WHAT IS NEEDED
Copy every one of the lines below word for word, leaving out the pictures.

Excerpts from location labeling data:
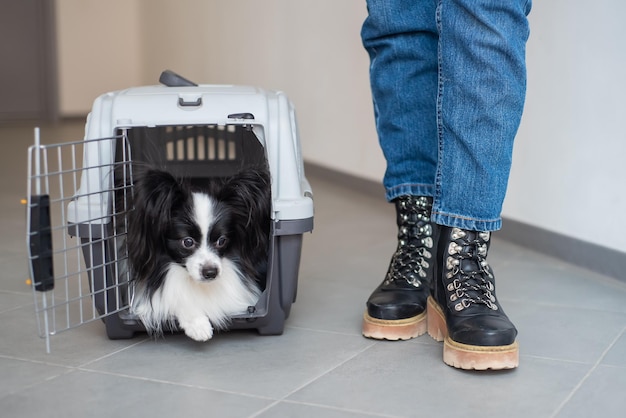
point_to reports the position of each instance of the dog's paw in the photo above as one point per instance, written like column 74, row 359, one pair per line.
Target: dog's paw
column 198, row 329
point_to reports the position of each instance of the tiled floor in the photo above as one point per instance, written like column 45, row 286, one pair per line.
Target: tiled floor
column 572, row 327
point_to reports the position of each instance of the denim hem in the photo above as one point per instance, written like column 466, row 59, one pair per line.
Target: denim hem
column 471, row 224
column 409, row 189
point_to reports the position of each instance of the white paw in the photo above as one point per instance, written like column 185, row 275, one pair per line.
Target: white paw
column 198, row 329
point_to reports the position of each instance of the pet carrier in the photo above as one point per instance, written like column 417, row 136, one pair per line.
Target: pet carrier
column 77, row 214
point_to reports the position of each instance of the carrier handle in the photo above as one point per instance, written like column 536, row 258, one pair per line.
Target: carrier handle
column 171, row 79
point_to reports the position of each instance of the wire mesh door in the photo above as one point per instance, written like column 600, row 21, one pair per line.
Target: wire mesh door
column 76, row 229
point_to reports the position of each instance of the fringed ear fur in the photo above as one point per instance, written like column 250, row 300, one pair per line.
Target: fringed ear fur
column 155, row 194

OUTPUT FOR THIS EXERCISE
point_to reports the position of each instance of the dog's paw in the photo above as one point per instance, written like column 74, row 359, one pair per line.
Target: dog's paw
column 198, row 329
point_to reports the position of each instance of the tiled floor in the photo above as one point per instance, written like column 45, row 286, one pair per line.
Target: tiled floor
column 572, row 327
point_to reports the position of each instance of the denim hem in the photo above as one point per instance, written like column 466, row 59, one pair per line.
Target: denim hem
column 471, row 224
column 409, row 189
point_to reports the position of each instance of the white paw in the photo above as one point per instance, written like column 185, row 275, one pair per line.
Target: white paw
column 198, row 329
point_to reports the position of each instance of the pet carrier in the photo above as one point per instance, written like column 417, row 136, one pair per line.
Target: pet carrier
column 77, row 214
point_to reports the position of each instance of the carrier handle in the photo above as one point per instance, written like column 536, row 258, one pair per line.
Target: carrier handle
column 171, row 79
point_to reports the position of each instance of the wire mesh door in the photo above as one point per instance, written like column 600, row 21, one pair per line.
Target: wire mesh door
column 76, row 229
point_to reports the position of each instance of the fringed ear fur in the photo above as one point per instance, written like column 250, row 300, one pair per line.
Target: fringed ear fur
column 155, row 194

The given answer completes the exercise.